Well, you do seem to have found the problem.  I'll cut other stuff out
and just address that.  Full logs don't seem to be attached... could
have got stripped by the mailing list.  Probably doesn't matter, except
for some finer details.

> First indication is on node 1, at 1am GMT
> 
>    Oct 14 01:04:13 samba-ape1-1 mount.objectivefs[2384091]: Diskcache reads
> slower than 247 ms, temporarily reducing disk reads
>    Oct 14 01:04:13 samba-ape1-1 kernel: ksoftirqd/5: page allocation
> failure: order:0, mode:0x484020(GFP_ATOMIC|__GFP_COMP), nodemask=(null)
>    Oct 14 01:04:13 samba-ape1-1 kernel: swapper/1: page allocation failure:
> order:0, mode:0x484020(GFP_ATOMIC|__GFP_COMP), nodemask=(null)
>    Oct 14 01:04:13 samba-ape1-1 kernel: ,cpuset=/,mems_allowed=0
>    Oct 14 01:04:13 samba-ape1-1 kernel: ksoftirqd/4: page allocation
> failure: order:0, mode:0x484020(GFP_ATOMIC|__GFP_COMP),
> nodemask=(null),cpuset=/,mems_allowed=0
>    Oct 14 01:04:13 samba-ape1-1 kernel: CPU: 4 PID: 36 Comm: ksoftirqd/4
> Kdump: loaded Tainted: G        W    L   --------- -  -
> 4.18.0-240.15.1.el8_3.x86_64 #1
>    Oct 14 01:04:13 samba-ape1-1 kernel: Hardware name: Amazon EC2
> i3en.2xlarge/, BIOS 1.0 10/16/2017
>    Oct 14 01:04:13 samba-ape1-1 kernel: Call Trace:
>    Oct 14 01:04:13 samba-ape1-1 kernel: swapper/6: page allocation failure:
> order:0, mode:0x480020(GFP_ATOMIC), nodemask=(null),cpuset=
>    Oct 14 01:04:13 samba-ape1-1 kernel: dump_stack+0x5c/0x80
>    Oct 14 01:04:13 samba-ape1-1 kernel: mount.objective: page allocation
> failure: order:0, mode:0x480020(GFP_ATOMIC), nodemask=(null)
> 
> `mount.objectivefs` is the distributed filesystem we are using. I will
> raise this bug with them.

Page allocation failure is your problem, not theirs.  ;-)

It means that you are running out of memory.

» Exercises to complete
1. Which process names in the forum reply appear directly before the words "page allocation failure"? List all of them.
2. According to the forum reply, what does a page allocation failure mean?

» Provided records
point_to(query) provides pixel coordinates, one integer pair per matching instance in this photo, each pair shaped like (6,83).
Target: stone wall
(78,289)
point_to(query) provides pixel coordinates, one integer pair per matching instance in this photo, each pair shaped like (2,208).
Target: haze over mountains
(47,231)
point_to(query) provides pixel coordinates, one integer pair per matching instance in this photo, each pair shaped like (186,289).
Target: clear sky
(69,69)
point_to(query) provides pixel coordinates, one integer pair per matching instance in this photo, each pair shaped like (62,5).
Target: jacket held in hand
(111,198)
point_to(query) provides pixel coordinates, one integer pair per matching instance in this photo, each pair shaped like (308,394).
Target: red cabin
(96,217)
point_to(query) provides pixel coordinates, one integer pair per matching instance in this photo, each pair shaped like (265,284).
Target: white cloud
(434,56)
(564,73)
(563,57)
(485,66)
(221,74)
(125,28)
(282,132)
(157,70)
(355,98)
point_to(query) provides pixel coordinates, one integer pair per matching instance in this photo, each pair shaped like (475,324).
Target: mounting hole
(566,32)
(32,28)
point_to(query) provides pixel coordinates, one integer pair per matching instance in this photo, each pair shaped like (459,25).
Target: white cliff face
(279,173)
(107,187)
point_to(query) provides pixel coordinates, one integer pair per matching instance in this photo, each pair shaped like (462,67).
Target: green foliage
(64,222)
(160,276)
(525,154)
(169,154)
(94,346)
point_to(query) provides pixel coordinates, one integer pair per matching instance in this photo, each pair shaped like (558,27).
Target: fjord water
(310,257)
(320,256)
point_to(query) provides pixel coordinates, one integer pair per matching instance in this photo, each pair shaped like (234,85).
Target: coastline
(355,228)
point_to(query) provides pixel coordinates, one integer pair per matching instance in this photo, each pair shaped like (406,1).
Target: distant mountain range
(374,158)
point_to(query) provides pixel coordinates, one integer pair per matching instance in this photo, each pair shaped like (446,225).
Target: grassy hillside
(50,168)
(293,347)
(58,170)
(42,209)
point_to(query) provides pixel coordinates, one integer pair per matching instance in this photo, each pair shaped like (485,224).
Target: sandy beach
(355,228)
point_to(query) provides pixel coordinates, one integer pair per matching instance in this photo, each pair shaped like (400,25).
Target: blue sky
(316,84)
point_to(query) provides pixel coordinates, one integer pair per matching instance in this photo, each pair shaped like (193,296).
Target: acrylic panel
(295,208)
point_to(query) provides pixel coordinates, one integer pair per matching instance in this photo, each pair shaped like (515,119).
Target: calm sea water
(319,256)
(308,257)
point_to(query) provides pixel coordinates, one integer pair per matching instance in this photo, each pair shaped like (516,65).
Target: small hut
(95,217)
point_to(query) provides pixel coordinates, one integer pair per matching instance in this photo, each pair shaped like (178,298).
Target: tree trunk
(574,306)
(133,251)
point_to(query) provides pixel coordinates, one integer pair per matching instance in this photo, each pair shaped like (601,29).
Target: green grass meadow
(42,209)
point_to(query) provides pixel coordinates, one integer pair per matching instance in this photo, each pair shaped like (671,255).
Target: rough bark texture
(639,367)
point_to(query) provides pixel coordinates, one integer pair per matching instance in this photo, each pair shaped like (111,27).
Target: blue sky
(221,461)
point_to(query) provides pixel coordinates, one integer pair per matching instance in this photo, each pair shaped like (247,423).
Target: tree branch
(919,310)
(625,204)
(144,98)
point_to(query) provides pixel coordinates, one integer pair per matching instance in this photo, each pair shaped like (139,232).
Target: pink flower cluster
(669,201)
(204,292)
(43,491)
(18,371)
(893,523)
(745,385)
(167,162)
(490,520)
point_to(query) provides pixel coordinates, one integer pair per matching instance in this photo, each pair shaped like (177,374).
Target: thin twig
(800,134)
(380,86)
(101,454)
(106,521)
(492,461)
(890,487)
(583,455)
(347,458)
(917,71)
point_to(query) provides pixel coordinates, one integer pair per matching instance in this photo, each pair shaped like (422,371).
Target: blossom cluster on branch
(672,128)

» Solutions per task
1.
ksoftirqd/5
swapper/1
ksoftirqd/4
swapper/6
mount.objective

2. It means that you are running out of memory.